**PROBLEM**
An exact copy of all the records is the expected answer.

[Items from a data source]
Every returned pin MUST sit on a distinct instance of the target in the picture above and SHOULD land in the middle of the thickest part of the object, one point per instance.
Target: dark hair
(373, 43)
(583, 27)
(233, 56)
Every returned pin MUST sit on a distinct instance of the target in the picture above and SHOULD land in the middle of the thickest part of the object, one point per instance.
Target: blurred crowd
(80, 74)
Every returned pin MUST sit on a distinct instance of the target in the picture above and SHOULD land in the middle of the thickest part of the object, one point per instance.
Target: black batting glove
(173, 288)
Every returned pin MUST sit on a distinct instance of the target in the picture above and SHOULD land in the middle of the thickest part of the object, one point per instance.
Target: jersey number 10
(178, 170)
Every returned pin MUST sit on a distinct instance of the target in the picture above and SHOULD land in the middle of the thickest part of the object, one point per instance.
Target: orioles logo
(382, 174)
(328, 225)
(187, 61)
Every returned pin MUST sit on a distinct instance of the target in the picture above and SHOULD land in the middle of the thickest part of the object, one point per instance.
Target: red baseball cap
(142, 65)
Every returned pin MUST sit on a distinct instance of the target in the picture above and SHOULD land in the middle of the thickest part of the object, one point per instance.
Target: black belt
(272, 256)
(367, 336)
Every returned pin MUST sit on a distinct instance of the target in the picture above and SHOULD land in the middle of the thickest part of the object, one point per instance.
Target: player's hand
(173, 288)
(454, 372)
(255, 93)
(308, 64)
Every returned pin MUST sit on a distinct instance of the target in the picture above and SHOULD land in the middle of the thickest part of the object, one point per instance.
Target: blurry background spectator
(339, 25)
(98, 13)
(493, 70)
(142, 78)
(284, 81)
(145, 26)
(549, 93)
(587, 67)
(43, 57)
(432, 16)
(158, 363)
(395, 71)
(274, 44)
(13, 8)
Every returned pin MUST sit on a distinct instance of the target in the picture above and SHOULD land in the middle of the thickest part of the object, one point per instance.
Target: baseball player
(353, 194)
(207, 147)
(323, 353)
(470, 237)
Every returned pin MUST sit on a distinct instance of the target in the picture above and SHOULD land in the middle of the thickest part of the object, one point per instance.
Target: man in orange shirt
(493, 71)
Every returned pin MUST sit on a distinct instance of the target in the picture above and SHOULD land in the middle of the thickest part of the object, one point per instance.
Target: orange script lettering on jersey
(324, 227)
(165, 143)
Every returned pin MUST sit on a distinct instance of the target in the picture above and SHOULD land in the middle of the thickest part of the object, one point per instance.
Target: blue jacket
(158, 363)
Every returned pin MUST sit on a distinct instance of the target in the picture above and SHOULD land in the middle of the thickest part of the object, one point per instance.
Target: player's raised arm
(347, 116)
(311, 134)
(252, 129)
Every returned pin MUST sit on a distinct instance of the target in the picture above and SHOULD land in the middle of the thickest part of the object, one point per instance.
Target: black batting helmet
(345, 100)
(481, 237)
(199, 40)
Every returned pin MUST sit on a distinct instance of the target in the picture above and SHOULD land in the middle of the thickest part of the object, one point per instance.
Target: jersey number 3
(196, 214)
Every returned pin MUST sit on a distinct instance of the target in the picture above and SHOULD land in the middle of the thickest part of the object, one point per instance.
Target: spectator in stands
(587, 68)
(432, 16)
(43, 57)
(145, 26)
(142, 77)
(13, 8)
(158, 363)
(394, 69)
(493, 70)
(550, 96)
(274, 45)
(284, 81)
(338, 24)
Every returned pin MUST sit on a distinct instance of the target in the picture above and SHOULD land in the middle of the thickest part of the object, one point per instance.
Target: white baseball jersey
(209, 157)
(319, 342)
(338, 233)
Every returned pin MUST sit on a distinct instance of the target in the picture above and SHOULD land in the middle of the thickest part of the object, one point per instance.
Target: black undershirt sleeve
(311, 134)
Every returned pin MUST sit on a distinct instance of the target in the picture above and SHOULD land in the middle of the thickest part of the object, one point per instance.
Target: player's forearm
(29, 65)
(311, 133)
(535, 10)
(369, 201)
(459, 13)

**ANSWER AREA**
Every returned pin MUST sit on a distinct instance of the target in the picture above and SHOULD land in the middle of the thickest part of the object, one point per instance.
Target: dark hair
(373, 43)
(583, 27)
(233, 56)
Every returned pin MUST sit on a distinct instance of the target in the picture above and SHOULD land in the middle of the thickest part of the object, one point per instance.
Target: blurred crowd
(80, 74)
Every returned pin MUST sit on a distinct instance of the target in the picture above and SHOULD land in the middle of the thickest part of the object, one point per instance.
Target: black batting glove
(173, 288)
Every returned pin MUST sit on a distinct instance of the target in the picture above and SHOULD land in the middle of the thickest part of the object, one point per instance.
Target: jersey number 10
(178, 170)
Every returned pin MUST sit on a distinct instance of the target in the picture above and SHOULD land in the middle of the thickest part of the object, one point per instance.
Target: orioles logo
(382, 174)
(328, 225)
(187, 61)
Every returned pin MUST sit on a distinct instance of the target in the picture above and SHOULD land in the middle of the thickest part of the object, one point per instance.
Target: red baseball cap
(142, 65)
Every returned pin MUST sit on a distinct instance of the target in the picture above and SHOULD land in the middle of the thickest part of the object, one point per instance.
Target: black belt
(272, 256)
(367, 336)
Every returned pin MUST sit on a distinct instance of the target in the picture above and SHOULD land in the middle of the thickest part of the object, one point per instance.
Target: player's hand
(173, 288)
(454, 372)
(255, 93)
(308, 64)
Every returned pin MUST sit on a distinct instance of the target in the picture above and SHOULD land in the middle of the thickest part of the object, one point per instance.
Target: blurry background spectator
(339, 25)
(98, 13)
(493, 70)
(142, 78)
(284, 81)
(145, 26)
(549, 93)
(587, 67)
(43, 57)
(432, 16)
(158, 363)
(395, 71)
(274, 44)
(13, 8)
Every returned pin MUST sit on a distinct instance of the target in the picture above and SHOULD land in the middle of the thickest part of the object, one point per instance.
Target: baseball player
(353, 194)
(207, 147)
(323, 353)
(470, 237)
Every returned pin MUST sit on a distinct instance of the target in the picture above and SHOULD land in the middle of the thickest part of the object, one point per instance.
Target: man in orange shirt
(493, 71)
Every returned pin MUST sit on a distinct instance of the target in the picture above and SHOULD land in the middle of the thickest part of the object, one point per instance.
Target: orange script lettering on jersey
(324, 227)
(165, 143)
Every returned pin MUST sit on a distinct instance of the target in the picture above and SHOULD land in the middle of the thickest part of the object, one point per instance.
Target: blue jacket
(158, 363)
Every returned pin MUST sit on a distinct instance of the target in the picture above and SHOULD land in the middle of the thickest part of the object, one point per instance.
Target: player's raised arm
(347, 116)
(311, 134)
(252, 129)
Every returned pin MUST sit on a distinct instance of the target in the picture above and SHOULD land in the middle of the thickest part of the object, one point per instance.
Target: black batting helmet
(345, 100)
(481, 237)
(199, 40)
Every returned pin MUST sit on a distinct instance of the target in the picture above and SHOULD land in the middle of the thickest part of the object, one point per instance.
Target: jersey number 3
(196, 214)
Every returned pin MUST sit on a distinct instance of the target in the picture above and SHOULD land in the middle of the thickest part of the object, one point per instance.
Target: spectator in stands
(587, 68)
(432, 16)
(43, 57)
(145, 26)
(142, 77)
(13, 8)
(158, 363)
(394, 69)
(493, 70)
(550, 96)
(274, 45)
(284, 81)
(338, 24)
Every returned pin MUST sit on a distinct instance of the target in the picture above and SHOULD land in the middle of the thickest part of the object, one point per instance.
Target: white baseball jersey
(209, 157)
(319, 342)
(338, 233)
Every returned pin MUST sit on a distinct instance of the target in the picture above and SHOULD land in the middle of the thickest part of the object, one point per instance.
Target: black undershirt sleeve
(311, 134)
Every returned pin MUST sit on a distinct instance of the target in the picture above and SHOULD land in the middle of the thickest part of the object, one point per instance.
Target: player's forearm
(29, 65)
(311, 133)
(535, 10)
(369, 201)
(459, 13)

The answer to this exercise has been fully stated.